**EXERCISE PROMPT:** Copy out the whole listing below, leaving out the pictures, and shift every x and y coordinate in the answers by adding 41 to it.

## Begin THE INPUT

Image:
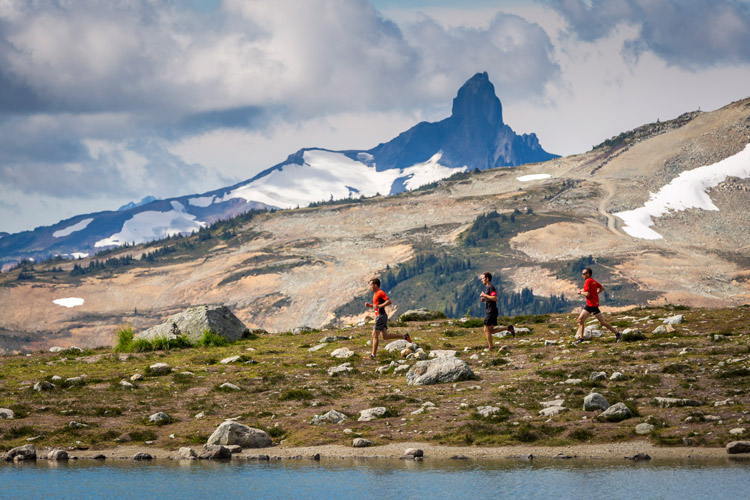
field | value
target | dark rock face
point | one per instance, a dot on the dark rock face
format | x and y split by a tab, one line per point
473	136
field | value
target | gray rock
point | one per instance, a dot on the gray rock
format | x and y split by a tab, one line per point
552	411
738	447
297	330
397	345
616	413
554	402
385	368
371	414
420	314
57	455
25	452
676	402
487	411
160	369
187	453
442	353
644	429
674	320
342	353
332	417
44	386
595	402
194	321
230	432
215	452
343	369
159	417
438	370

## End THE INPUT

**SOLUTION TO THIS PROBLEM:**
Image:
field | value
target | dark rock face
point | one per instance, a dot on the dark rock face
format | x and y split by a tab, one line per point
514	177
field | value
target | gray rock
point | one per instance, a dot on the gray rock
format | x and y split by a tab, one line per point
593	452
779	488
338	371
438	386
657	454
595	443
426	409
412	455
461	355
98	496
66	493
717	443
528	452
201	410
228	494
483	394
685	470
715	361
383	394
373	458
85	427
636	443
235	362
271	473
256	493
384	410
200	458
479	411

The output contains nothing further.